D'après le texte sur l'impact du COVID-19, de quel montant est le pack de soutien que la communauté internationale est appelée à accorder à l'Afrique ?

▸ **TEXTE DE L'EXERCICE**
>>>>>

Que faire pour minimiser l’impact du COVID-19 ?

Plusieurs pays d’Afrique du Nord ont pris des mesures rapides pour atténuer l’impact de l’épidémie de COVID-19 sur leurs économies, telles que la baisse des taux directeurs des banques centrales en Tunisie, en Egypte et au Maroc et l’allocation de fonds d’urgence pour la lutte contre la pandémie et le soutien à l’économie et aux couches les plus fragiles de leurs populations.

Un pays comme la Tunisie, a également lancé des moratoires fiscaux, qui ont permis de reporter le remboursement des crédits bancaires et commencé à accorder un soutien financier aux secteurs les plus touchés comme le tourisme.

Je félicite d’ailleurs la Tunisie pour la rapidité de sa réaction à la pandémie, par des mesures telles que la réduction des journées de travail et la division des travailleurs sur différentes plages horaires pour limiter l’usage des transports publics.

Sur le plan économique, des mesures comme le report du paiement des cotisations de la Caisse nationale de Sécurité sociale, le rééchelonnement des dettes fiscales et douanières et l’annulation des pénalités de retard pour les entreprises de travaux publics devraient contribuer à soulager les entreprises et faciliter leur survie durant cette période difficile.

Pour la Tunisie, la situation est déjà fragile, est-ce que vous pensez qu’on risque un scénario libanais ou Grec ?

La Tunisie n’est pas le seul pays africain dans cette situation, cependant, je ne m’attends pas à ce qu’il soit confronté au même scénario. J’encourage la Tunisie à se joindre aux efforts des ministres africains chargés du développement économique et des finances,avec le soutien de la CEA et à appeler la communauté internationale à soutenir l’Afrique par un pack de 100 milliards de dollars qui permettra de limiter les dégâts sanitaires et économiques de la pandémie du COVID-19 et faciliter un retour plus rapide vers la croissance économique. Les pays africains, dont la Tunisie, sont victimes de chocs extérieurs hors de leur contrôle et le monde doit se rassembler et faire preuve de solidarité.

La CEA accordera-t-elle des aides spécifiques aux pays de l’Afrique du Nord pour les soutenir dans cette conjoncture ?

La CEA qui vise à aider les pays à élaborer des options de politique macroéconomique et structurelle, suit de près l’évolution de cette crise et met à jour ses programmes en conséquence.

<<<<<

▸ **DONNÉES À EXAMINER**
>>>>>

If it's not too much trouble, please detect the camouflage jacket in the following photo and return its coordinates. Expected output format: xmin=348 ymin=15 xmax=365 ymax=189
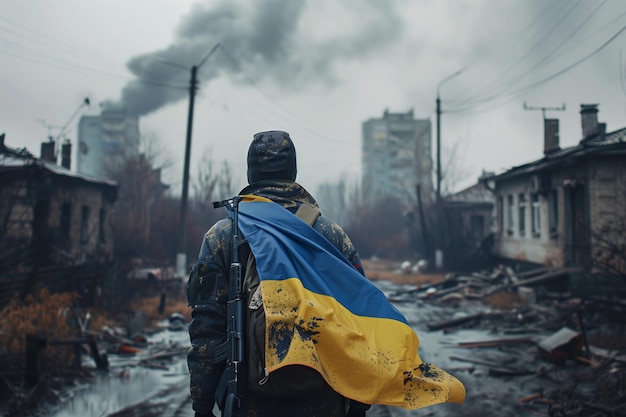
xmin=187 ymin=180 xmax=363 ymax=417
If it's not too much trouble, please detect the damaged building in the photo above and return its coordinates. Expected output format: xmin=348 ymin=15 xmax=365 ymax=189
xmin=484 ymin=104 xmax=626 ymax=290
xmin=362 ymin=110 xmax=433 ymax=202
xmin=0 ymin=135 xmax=117 ymax=301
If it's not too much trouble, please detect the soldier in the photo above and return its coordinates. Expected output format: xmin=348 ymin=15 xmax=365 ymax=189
xmin=188 ymin=131 xmax=369 ymax=417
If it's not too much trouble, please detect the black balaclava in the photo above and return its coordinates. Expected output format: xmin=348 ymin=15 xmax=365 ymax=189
xmin=248 ymin=130 xmax=297 ymax=184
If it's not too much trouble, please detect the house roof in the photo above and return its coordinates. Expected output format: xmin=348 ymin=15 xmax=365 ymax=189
xmin=445 ymin=181 xmax=493 ymax=204
xmin=489 ymin=127 xmax=626 ymax=181
xmin=0 ymin=147 xmax=117 ymax=187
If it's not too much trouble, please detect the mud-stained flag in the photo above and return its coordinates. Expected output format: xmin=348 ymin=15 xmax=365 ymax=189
xmin=233 ymin=196 xmax=465 ymax=409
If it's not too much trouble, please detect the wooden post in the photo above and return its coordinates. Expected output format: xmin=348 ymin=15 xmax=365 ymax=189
xmin=26 ymin=334 xmax=47 ymax=386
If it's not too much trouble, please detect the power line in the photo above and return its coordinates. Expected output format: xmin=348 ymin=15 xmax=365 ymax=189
xmin=447 ymin=21 xmax=626 ymax=113
xmin=447 ymin=0 xmax=582 ymax=105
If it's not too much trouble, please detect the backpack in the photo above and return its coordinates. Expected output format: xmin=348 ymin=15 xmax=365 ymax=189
xmin=240 ymin=203 xmax=326 ymax=398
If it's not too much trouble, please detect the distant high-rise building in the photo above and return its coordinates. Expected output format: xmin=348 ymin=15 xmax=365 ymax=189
xmin=362 ymin=110 xmax=433 ymax=202
xmin=76 ymin=104 xmax=139 ymax=178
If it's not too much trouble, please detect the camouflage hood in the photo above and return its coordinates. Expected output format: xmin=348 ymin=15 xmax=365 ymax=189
xmin=239 ymin=180 xmax=319 ymax=212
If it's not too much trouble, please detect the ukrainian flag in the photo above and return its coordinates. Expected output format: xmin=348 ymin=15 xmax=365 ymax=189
xmin=234 ymin=196 xmax=465 ymax=409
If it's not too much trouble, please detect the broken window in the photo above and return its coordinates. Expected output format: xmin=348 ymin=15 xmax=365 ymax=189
xmin=59 ymin=202 xmax=72 ymax=244
xmin=506 ymin=194 xmax=515 ymax=236
xmin=518 ymin=193 xmax=526 ymax=236
xmin=530 ymin=193 xmax=541 ymax=237
xmin=80 ymin=206 xmax=89 ymax=243
xmin=548 ymin=190 xmax=559 ymax=238
xmin=496 ymin=196 xmax=504 ymax=234
xmin=98 ymin=208 xmax=106 ymax=243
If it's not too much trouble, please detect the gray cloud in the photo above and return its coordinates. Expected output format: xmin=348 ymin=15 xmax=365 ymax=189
xmin=117 ymin=0 xmax=403 ymax=116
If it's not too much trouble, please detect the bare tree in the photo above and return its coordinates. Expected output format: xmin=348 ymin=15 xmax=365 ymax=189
xmin=316 ymin=175 xmax=361 ymax=226
xmin=105 ymin=134 xmax=171 ymax=257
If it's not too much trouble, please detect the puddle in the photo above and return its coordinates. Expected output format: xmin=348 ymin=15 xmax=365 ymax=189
xmin=33 ymin=281 xmax=560 ymax=417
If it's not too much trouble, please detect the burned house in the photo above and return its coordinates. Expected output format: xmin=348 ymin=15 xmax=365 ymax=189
xmin=0 ymin=135 xmax=117 ymax=275
xmin=487 ymin=104 xmax=626 ymax=290
xmin=439 ymin=172 xmax=494 ymax=269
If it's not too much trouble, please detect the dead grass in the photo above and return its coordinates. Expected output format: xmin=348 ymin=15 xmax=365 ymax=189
xmin=0 ymin=289 xmax=77 ymax=375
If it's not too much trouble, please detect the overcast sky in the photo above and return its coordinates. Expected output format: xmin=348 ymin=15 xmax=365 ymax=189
xmin=0 ymin=0 xmax=626 ymax=196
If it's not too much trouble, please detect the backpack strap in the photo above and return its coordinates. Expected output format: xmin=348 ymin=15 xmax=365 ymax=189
xmin=295 ymin=203 xmax=322 ymax=227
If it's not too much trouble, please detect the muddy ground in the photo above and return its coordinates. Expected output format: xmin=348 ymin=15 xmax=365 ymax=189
xmin=6 ymin=265 xmax=626 ymax=417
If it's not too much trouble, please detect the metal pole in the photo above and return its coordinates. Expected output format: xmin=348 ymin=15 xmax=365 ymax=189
xmin=176 ymin=65 xmax=198 ymax=277
xmin=437 ymin=93 xmax=441 ymax=203
xmin=435 ymin=69 xmax=465 ymax=269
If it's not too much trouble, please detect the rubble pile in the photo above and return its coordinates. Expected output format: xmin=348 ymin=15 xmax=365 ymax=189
xmin=388 ymin=266 xmax=626 ymax=417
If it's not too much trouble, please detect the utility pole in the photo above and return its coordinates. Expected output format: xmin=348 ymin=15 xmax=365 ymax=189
xmin=176 ymin=43 xmax=220 ymax=278
xmin=435 ymin=68 xmax=465 ymax=269
xmin=436 ymin=69 xmax=465 ymax=203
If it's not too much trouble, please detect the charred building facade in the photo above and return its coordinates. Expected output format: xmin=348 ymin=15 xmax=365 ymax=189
xmin=489 ymin=104 xmax=626 ymax=271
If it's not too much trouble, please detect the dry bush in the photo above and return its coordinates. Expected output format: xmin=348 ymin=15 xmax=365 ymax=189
xmin=0 ymin=288 xmax=77 ymax=376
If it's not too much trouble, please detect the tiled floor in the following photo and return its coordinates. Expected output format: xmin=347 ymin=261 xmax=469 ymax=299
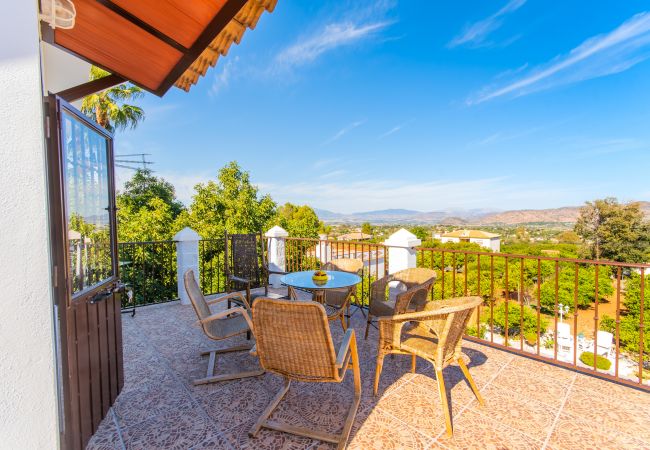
xmin=88 ymin=290 xmax=650 ymax=450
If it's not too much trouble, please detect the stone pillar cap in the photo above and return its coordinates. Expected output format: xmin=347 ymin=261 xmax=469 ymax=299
xmin=174 ymin=227 xmax=201 ymax=242
xmin=264 ymin=225 xmax=289 ymax=237
xmin=384 ymin=228 xmax=422 ymax=247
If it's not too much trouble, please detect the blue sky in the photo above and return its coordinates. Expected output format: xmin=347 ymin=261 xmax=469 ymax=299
xmin=116 ymin=0 xmax=650 ymax=212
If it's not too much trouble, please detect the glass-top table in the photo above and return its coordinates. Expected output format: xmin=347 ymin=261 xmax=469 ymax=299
xmin=280 ymin=270 xmax=361 ymax=291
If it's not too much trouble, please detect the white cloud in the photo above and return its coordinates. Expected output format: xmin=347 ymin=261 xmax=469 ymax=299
xmin=448 ymin=0 xmax=526 ymax=47
xmin=275 ymin=21 xmax=391 ymax=69
xmin=322 ymin=120 xmax=364 ymax=145
xmin=209 ymin=56 xmax=239 ymax=97
xmin=377 ymin=125 xmax=403 ymax=139
xmin=467 ymin=12 xmax=650 ymax=105
xmin=260 ymin=177 xmax=576 ymax=213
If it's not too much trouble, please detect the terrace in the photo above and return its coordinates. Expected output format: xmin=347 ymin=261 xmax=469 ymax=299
xmin=5 ymin=0 xmax=650 ymax=449
xmin=88 ymin=286 xmax=650 ymax=449
xmin=83 ymin=230 xmax=650 ymax=449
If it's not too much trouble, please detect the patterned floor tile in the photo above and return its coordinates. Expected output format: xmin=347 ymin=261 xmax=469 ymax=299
xmin=548 ymin=414 xmax=650 ymax=450
xmin=122 ymin=408 xmax=212 ymax=450
xmin=86 ymin=410 xmax=124 ymax=450
xmin=470 ymin=385 xmax=558 ymax=441
xmin=88 ymin=302 xmax=650 ymax=450
xmin=563 ymin=388 xmax=650 ymax=442
xmin=438 ymin=410 xmax=543 ymax=450
xmin=348 ymin=409 xmax=433 ymax=450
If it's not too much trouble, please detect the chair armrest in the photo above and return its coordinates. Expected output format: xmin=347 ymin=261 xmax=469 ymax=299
xmin=228 ymin=275 xmax=251 ymax=284
xmin=370 ymin=275 xmax=394 ymax=303
xmin=336 ymin=328 xmax=356 ymax=369
xmin=199 ymin=306 xmax=253 ymax=332
xmin=262 ymin=263 xmax=289 ymax=275
xmin=377 ymin=297 xmax=483 ymax=322
xmin=206 ymin=292 xmax=250 ymax=309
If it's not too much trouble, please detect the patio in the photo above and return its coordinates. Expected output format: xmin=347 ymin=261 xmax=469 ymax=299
xmin=88 ymin=290 xmax=650 ymax=449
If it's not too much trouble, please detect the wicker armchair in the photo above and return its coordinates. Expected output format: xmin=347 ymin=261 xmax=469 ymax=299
xmin=183 ymin=269 xmax=264 ymax=385
xmin=224 ymin=232 xmax=286 ymax=307
xmin=249 ymin=298 xmax=361 ymax=449
xmin=374 ymin=297 xmax=484 ymax=436
xmin=364 ymin=267 xmax=436 ymax=339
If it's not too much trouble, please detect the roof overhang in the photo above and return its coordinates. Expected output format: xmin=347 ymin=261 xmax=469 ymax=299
xmin=42 ymin=0 xmax=277 ymax=96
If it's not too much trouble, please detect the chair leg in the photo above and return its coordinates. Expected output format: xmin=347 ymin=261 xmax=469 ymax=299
xmin=248 ymin=378 xmax=291 ymax=437
xmin=192 ymin=345 xmax=264 ymax=386
xmin=436 ymin=369 xmax=454 ymax=437
xmin=458 ymin=358 xmax=485 ymax=406
xmin=336 ymin=338 xmax=361 ymax=450
xmin=363 ymin=313 xmax=372 ymax=341
xmin=373 ymin=353 xmax=385 ymax=395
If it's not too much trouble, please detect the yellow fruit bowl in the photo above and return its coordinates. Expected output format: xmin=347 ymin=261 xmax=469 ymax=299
xmin=311 ymin=270 xmax=329 ymax=285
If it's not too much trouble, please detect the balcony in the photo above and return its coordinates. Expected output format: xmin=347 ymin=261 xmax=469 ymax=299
xmin=88 ymin=286 xmax=650 ymax=449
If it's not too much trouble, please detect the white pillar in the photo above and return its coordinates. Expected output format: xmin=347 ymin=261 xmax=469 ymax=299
xmin=384 ymin=228 xmax=422 ymax=274
xmin=174 ymin=227 xmax=201 ymax=305
xmin=264 ymin=225 xmax=289 ymax=288
xmin=316 ymin=234 xmax=330 ymax=264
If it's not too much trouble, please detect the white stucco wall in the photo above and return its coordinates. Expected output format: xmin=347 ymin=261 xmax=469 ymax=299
xmin=0 ymin=0 xmax=58 ymax=449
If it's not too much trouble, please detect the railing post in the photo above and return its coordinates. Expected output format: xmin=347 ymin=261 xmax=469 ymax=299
xmin=265 ymin=225 xmax=289 ymax=288
xmin=174 ymin=227 xmax=201 ymax=305
xmin=316 ymin=234 xmax=330 ymax=264
xmin=384 ymin=228 xmax=422 ymax=274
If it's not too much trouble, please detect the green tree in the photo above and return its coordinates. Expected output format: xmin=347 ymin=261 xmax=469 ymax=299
xmin=117 ymin=197 xmax=178 ymax=242
xmin=118 ymin=169 xmax=184 ymax=220
xmin=557 ymin=230 xmax=580 ymax=244
xmin=361 ymin=222 xmax=374 ymax=236
xmin=177 ymin=161 xmax=276 ymax=239
xmin=81 ymin=66 xmax=144 ymax=132
xmin=270 ymin=203 xmax=323 ymax=238
xmin=574 ymin=198 xmax=650 ymax=262
xmin=540 ymin=266 xmax=614 ymax=314
xmin=409 ymin=225 xmax=431 ymax=241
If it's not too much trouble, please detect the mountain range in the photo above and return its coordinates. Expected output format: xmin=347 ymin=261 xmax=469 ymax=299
xmin=314 ymin=202 xmax=650 ymax=226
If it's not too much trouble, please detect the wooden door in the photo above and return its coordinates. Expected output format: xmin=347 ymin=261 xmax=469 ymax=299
xmin=46 ymin=96 xmax=124 ymax=449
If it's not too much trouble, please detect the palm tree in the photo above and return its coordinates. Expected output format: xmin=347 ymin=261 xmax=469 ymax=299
xmin=81 ymin=66 xmax=144 ymax=132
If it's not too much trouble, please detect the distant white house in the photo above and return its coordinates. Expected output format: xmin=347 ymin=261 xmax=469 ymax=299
xmin=433 ymin=230 xmax=501 ymax=252
xmin=336 ymin=232 xmax=372 ymax=241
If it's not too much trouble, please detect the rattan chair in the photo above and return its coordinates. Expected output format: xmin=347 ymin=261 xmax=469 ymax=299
xmin=364 ymin=267 xmax=436 ymax=339
xmin=183 ymin=269 xmax=264 ymax=385
xmin=224 ymin=232 xmax=286 ymax=307
xmin=249 ymin=298 xmax=361 ymax=449
xmin=374 ymin=297 xmax=484 ymax=436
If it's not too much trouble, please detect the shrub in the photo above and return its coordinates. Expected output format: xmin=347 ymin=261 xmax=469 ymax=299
xmin=580 ymin=352 xmax=612 ymax=370
xmin=600 ymin=314 xmax=616 ymax=334
xmin=483 ymin=302 xmax=548 ymax=341
xmin=524 ymin=331 xmax=537 ymax=346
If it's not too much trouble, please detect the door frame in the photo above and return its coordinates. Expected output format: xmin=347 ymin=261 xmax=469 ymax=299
xmin=44 ymin=94 xmax=123 ymax=449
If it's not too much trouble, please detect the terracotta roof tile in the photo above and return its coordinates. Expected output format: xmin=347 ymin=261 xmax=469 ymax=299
xmin=174 ymin=0 xmax=278 ymax=92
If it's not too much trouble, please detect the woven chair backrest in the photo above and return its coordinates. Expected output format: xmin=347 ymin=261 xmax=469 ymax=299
xmin=253 ymin=297 xmax=338 ymax=381
xmin=421 ymin=297 xmax=483 ymax=364
xmin=395 ymin=279 xmax=434 ymax=314
xmin=183 ymin=269 xmax=212 ymax=320
xmin=391 ymin=267 xmax=436 ymax=288
xmin=323 ymin=258 xmax=363 ymax=274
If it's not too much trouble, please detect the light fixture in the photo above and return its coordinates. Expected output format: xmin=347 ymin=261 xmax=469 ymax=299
xmin=39 ymin=0 xmax=77 ymax=29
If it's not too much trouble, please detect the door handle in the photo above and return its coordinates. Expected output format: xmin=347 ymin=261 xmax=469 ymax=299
xmin=88 ymin=289 xmax=113 ymax=305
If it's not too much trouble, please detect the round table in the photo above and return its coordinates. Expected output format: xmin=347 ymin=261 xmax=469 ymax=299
xmin=280 ymin=270 xmax=361 ymax=330
xmin=280 ymin=270 xmax=361 ymax=291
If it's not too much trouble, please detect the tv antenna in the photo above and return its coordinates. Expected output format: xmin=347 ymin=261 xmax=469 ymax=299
xmin=115 ymin=153 xmax=153 ymax=172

<<<<<

▸ **RÉPONSE**
100 milliards de dollars.